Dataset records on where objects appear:
○ ○ ○ ○ ○ ○ ○

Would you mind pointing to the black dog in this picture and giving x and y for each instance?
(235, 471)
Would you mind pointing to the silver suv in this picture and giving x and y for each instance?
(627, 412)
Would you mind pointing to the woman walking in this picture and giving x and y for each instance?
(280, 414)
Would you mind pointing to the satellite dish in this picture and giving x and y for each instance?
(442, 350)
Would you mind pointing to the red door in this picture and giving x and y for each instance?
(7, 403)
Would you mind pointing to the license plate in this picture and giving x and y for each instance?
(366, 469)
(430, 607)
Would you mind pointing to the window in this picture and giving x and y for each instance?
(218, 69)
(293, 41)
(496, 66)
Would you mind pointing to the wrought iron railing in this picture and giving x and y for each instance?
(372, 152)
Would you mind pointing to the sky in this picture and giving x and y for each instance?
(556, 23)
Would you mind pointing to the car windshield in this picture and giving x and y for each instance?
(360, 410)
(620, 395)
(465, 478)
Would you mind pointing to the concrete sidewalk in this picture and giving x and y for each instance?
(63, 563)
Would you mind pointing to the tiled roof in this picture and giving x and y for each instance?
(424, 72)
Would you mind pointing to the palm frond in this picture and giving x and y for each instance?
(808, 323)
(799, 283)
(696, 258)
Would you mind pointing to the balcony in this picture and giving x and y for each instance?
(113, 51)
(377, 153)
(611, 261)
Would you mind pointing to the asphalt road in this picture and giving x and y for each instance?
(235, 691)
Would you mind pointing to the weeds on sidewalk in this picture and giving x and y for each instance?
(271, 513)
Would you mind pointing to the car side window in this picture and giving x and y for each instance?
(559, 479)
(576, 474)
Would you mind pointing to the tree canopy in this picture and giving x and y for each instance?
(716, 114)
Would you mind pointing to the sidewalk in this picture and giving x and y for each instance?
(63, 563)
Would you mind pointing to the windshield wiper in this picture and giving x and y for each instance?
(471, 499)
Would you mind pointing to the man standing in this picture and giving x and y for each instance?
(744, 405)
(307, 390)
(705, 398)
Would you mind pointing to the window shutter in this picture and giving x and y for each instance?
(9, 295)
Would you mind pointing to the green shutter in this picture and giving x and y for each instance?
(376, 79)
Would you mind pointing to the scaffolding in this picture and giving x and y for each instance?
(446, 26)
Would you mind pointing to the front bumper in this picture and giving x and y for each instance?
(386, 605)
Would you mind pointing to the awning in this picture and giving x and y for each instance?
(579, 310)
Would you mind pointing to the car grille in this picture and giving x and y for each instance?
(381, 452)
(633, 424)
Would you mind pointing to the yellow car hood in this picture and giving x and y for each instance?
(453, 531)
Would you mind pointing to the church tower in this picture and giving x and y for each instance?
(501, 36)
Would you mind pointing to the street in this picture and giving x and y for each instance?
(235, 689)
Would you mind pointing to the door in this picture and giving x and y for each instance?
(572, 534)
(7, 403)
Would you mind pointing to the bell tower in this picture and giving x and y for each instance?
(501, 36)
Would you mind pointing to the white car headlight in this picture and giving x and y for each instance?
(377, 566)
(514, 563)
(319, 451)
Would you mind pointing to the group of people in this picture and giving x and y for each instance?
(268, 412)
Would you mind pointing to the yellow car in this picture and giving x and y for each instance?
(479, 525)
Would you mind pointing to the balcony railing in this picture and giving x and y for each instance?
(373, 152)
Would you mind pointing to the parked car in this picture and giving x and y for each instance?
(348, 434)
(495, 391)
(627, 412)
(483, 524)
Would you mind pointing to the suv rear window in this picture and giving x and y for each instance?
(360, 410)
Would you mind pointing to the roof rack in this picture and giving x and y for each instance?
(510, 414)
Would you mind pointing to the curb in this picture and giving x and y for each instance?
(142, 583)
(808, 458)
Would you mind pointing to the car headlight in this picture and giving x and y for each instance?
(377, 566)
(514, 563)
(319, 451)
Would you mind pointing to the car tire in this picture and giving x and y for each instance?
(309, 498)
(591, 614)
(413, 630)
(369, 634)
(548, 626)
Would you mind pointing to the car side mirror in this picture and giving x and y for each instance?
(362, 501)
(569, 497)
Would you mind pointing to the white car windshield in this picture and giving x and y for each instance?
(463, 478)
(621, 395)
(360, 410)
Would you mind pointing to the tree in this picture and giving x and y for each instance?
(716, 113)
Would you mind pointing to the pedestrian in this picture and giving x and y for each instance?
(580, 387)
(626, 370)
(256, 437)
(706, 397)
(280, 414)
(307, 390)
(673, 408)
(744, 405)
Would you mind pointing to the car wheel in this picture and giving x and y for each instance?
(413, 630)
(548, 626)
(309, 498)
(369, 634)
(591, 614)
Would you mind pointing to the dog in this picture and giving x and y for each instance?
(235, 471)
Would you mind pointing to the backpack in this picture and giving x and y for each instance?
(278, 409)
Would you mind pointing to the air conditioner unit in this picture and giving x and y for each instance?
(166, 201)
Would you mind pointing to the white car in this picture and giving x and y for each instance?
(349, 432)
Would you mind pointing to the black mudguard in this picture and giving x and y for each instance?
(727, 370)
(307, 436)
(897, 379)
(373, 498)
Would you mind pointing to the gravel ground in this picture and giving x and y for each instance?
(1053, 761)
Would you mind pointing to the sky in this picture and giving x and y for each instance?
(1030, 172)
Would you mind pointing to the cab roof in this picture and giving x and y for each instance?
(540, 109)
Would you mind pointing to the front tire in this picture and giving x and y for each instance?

○ ○ ○ ○ ○ ○ ○

## EXERCISE BRIEF
Reproduce every one of the records above word for word, changing nothing.

## SOLUTION FOR THIS EXERCISE
Would you mind pointing to the black dog in this picture and giving x and y for each instance?
(235, 471)
Would you mind pointing to the silver suv in this picture and giving x and y for each instance?
(627, 412)
Would you mind pointing to the woman walking in this picture and giving x and y for each instance?
(280, 414)
Would you mind pointing to the satellite dish in this picture and giving x and y for each instance?
(442, 350)
Would you mind pointing to the red door in this picture and giving x and y for each instance?
(7, 403)
Would you mind pointing to the license plate in this picture and giving x and y for each instance?
(366, 469)
(430, 607)
Would you mind pointing to the window in this picture and giving x and y for each instance?
(218, 69)
(293, 41)
(496, 66)
Would you mind pointing to the wrought iron railing in this picture and giving x and y for each instance?
(372, 152)
Would you mind pointing to the sky in this picture and giving x and y for each instance?
(556, 23)
Would you mind pointing to the car windshield in this picture and giving x and y for each instance?
(360, 410)
(620, 395)
(465, 478)
Would you mind pointing to the concrete sidewalk in this picture and giving x and y for each instance?
(63, 563)
Would you mind pointing to the tiled roof in this picture and giving x and y for each instance?
(424, 72)
Would you mind pointing to the palm frond in this picture and giving x and y for each instance?
(808, 323)
(799, 283)
(696, 258)
Would you mind pointing to the balcony in this picture and giving x and y for each instance?
(113, 51)
(377, 153)
(611, 261)
Would you mind pointing to the asphalt road in this picture and giving x and y for each instance?
(235, 691)
Would you mind pointing to the weeds on sidewalk in this picture and giving x and y for each instance?
(271, 513)
Would you mind pointing to the car side window in this picture and giving x and y for each instance?
(559, 479)
(576, 474)
Would you mind pointing to the tree canopy in this picture and giving x and y for each instance?
(716, 114)
Would you mind pointing to the sidewalk in this picture and giving x and y for each instance?
(63, 563)
Would you mind pointing to the windshield wiper in this picture and giving x and y for each instance?
(471, 499)
Would you mind pointing to the man standing in this picture and giving x and y for each instance?
(744, 405)
(307, 390)
(705, 398)
Would you mind pointing to the window shutter in this picture and giving x and y for each instance?
(9, 295)
Would you mind pointing to the green shutter in this picture and giving x and y for each instance?
(376, 79)
Would you mind pointing to the scaffolding in this picture and giving x and y for each instance?
(446, 26)
Would you mind pointing to the front bumper in this picture and giving x and y for each instance?
(386, 605)
Would you mind pointing to the awning in this picture and giving x and y for each instance?
(579, 310)
Would you mind pointing to the car grille in this picture and giving x and y for each instance?
(381, 452)
(633, 424)
Would you mind pointing to the yellow car hood in this picture and giving x and y for each instance?
(453, 531)
Would you mind pointing to the church tower in this picture and giving x and y for each instance?
(501, 36)
Would you mind pointing to the street in this picture and giving x and y for each instance?
(235, 689)
Would you mind pointing to the door in this picture and giving x and y for each instance?
(572, 534)
(7, 403)
Would you mind pointing to the bell tower in this picture and giving x and y for each instance?
(501, 36)
Would you mind pointing to the white car headlight in this picture and giving x and y for each instance?
(377, 566)
(514, 563)
(319, 451)
Would you mind pointing to the group of people in this picture and giving x and y for each instance?
(268, 412)
Would you mind pointing to the yellow car in this picture and giving x and y for each instance?
(479, 525)
Would you mind pointing to the balcony railing in this picture and giving x and y for each instance?
(373, 152)
Would you mind pointing to the parked car in this picture and giving x and y for each instance?
(348, 434)
(495, 391)
(627, 412)
(483, 524)
Would you mind pointing to the suv rear window in this picture and giving x and y for each instance?
(360, 410)
Would you mind pointing to the roof rack in this picture and giving x and y for each instance?
(510, 414)
Would you mind pointing to the curb in this picture and giving x and y for each instance?
(142, 583)
(808, 458)
Would you mind pointing to the car headlight in this picture and giving x and y for each instance?
(377, 566)
(514, 563)
(319, 451)
Would you mind pointing to the car tire in this picture and giving x and y for each instance?
(309, 498)
(591, 614)
(413, 630)
(369, 634)
(548, 626)
Would you mind pointing to the car side mirror in this picture and giving x and y for each instance?
(362, 501)
(569, 497)
Would you mind pointing to the white car windshield in this picture and giving x and y for each instance?
(463, 478)
(621, 395)
(360, 410)
Would you mind pointing to the tree in this picture and giving x and y for each instance?
(716, 113)
Would you mind pointing to the pedestrian in this picture and giving x and y for each instance?
(580, 387)
(626, 370)
(256, 437)
(706, 397)
(280, 414)
(307, 390)
(673, 408)
(744, 405)
Would you mind pointing to the car wheel in this picture and giving x and y for each instance?
(413, 630)
(548, 626)
(309, 498)
(369, 634)
(591, 614)
Would you mind pointing to the dog in this picture and giving x and y for each instance?
(235, 471)
Would you mind pointing to the backpack in this picture and giving x and y for each instance?
(278, 409)
Would you mind pointing to the air conditioner unit in this picture and giving x and y for each instance?
(166, 201)
Would you mind pointing to the white car in this picture and giving x and y for each instance?
(349, 432)
Would you mind pointing to the black mudguard in this picture and giving x and y for each instance?
(727, 370)
(307, 436)
(897, 379)
(373, 498)
Would you mind pointing to the gravel ground in this picture and giving x and y for each instance?
(1053, 761)
Would you mind pointing to the sky in this picture and giving x and y for each instance?
(1030, 172)
Would you mind pointing to the cab roof in this picture and giving x and y for each instance?
(540, 109)
Would you mind pointing to the front tire in this picture and giving x and y for each instance?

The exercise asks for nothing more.